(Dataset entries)
┄┄┄┄┄┄┄┄┄┄┄┄┄┄┄┄┄┄┄┄
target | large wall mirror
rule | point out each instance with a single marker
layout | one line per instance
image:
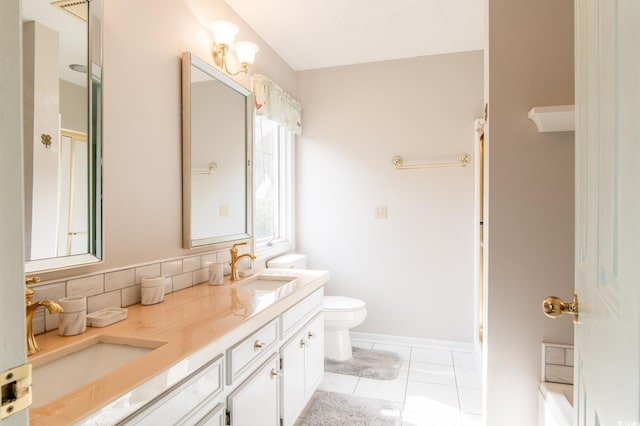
(62, 68)
(217, 138)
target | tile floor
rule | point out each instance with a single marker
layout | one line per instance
(435, 387)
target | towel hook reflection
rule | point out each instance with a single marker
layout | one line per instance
(212, 168)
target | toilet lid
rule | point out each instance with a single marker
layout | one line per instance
(340, 303)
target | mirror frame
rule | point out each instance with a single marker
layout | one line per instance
(95, 154)
(189, 60)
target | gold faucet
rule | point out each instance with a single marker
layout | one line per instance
(52, 307)
(235, 258)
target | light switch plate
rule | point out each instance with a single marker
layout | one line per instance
(380, 212)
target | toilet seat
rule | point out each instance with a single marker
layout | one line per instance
(341, 304)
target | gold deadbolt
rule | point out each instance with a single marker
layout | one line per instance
(16, 390)
(553, 307)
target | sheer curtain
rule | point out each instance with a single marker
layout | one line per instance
(275, 104)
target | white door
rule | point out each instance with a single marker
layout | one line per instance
(12, 311)
(255, 401)
(293, 378)
(607, 338)
(314, 355)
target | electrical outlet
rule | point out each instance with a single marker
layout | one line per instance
(380, 212)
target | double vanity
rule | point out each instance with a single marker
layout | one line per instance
(244, 353)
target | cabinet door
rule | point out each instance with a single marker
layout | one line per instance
(293, 377)
(215, 417)
(314, 361)
(255, 402)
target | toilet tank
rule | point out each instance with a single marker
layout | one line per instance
(289, 261)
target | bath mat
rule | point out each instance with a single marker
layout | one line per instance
(337, 409)
(369, 363)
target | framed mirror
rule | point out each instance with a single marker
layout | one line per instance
(62, 84)
(217, 135)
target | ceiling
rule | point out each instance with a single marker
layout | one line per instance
(310, 34)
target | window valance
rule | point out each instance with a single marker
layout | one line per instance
(275, 104)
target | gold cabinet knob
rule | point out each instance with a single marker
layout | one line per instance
(553, 307)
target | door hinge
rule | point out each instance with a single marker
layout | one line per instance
(16, 390)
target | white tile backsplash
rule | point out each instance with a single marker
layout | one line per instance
(121, 287)
(87, 286)
(105, 300)
(131, 296)
(190, 264)
(147, 271)
(119, 279)
(182, 281)
(173, 267)
(208, 259)
(201, 276)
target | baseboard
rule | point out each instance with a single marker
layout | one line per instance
(413, 341)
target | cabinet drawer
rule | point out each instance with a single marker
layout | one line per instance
(298, 314)
(241, 356)
(171, 406)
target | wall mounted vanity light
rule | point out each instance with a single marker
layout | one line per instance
(224, 32)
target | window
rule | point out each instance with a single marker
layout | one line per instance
(273, 187)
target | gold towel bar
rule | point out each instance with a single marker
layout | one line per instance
(398, 163)
(212, 168)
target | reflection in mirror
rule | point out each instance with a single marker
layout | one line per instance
(217, 136)
(62, 63)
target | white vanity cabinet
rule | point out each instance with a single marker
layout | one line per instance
(255, 401)
(302, 363)
(264, 379)
(194, 400)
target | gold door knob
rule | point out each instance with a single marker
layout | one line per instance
(554, 307)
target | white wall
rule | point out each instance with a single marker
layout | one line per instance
(142, 121)
(415, 269)
(530, 190)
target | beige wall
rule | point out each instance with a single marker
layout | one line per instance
(530, 190)
(414, 267)
(143, 42)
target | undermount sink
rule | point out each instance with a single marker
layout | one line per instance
(67, 369)
(267, 282)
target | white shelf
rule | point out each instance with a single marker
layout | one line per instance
(559, 118)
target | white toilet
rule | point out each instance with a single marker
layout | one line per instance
(340, 313)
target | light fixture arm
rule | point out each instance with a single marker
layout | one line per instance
(219, 52)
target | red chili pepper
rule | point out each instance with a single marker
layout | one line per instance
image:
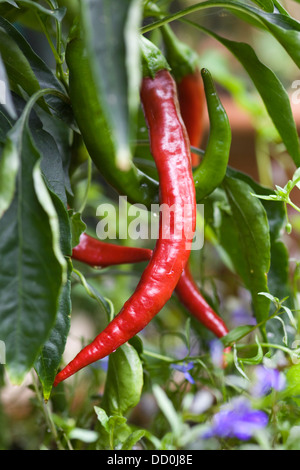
(189, 294)
(97, 253)
(100, 254)
(184, 63)
(170, 148)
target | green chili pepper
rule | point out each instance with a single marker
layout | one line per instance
(138, 187)
(211, 171)
(134, 183)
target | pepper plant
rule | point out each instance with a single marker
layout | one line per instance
(102, 100)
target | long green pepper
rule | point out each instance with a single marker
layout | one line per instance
(134, 183)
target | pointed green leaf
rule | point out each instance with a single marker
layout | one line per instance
(9, 164)
(44, 77)
(50, 357)
(111, 32)
(271, 90)
(124, 381)
(31, 275)
(245, 235)
(5, 94)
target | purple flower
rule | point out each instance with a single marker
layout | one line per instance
(185, 368)
(267, 379)
(217, 352)
(237, 419)
(242, 316)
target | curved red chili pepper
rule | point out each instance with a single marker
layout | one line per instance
(171, 152)
(192, 99)
(100, 254)
(96, 253)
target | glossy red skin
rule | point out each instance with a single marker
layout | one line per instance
(191, 298)
(96, 253)
(171, 152)
(192, 99)
(99, 254)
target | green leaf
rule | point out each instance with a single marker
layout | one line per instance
(43, 74)
(236, 334)
(9, 165)
(84, 435)
(31, 274)
(124, 381)
(17, 66)
(133, 439)
(278, 275)
(5, 94)
(111, 32)
(168, 410)
(271, 90)
(11, 2)
(48, 361)
(284, 28)
(293, 381)
(245, 235)
(57, 13)
(78, 227)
┄┄┄┄┄┄┄┄┄┄┄┄┄┄┄┄┄┄┄┄
- Prompt:
Match on "towel" and copy out every line of the entries that contains it.

- Answer box:
target | towel hook reflection
target | gold towel bar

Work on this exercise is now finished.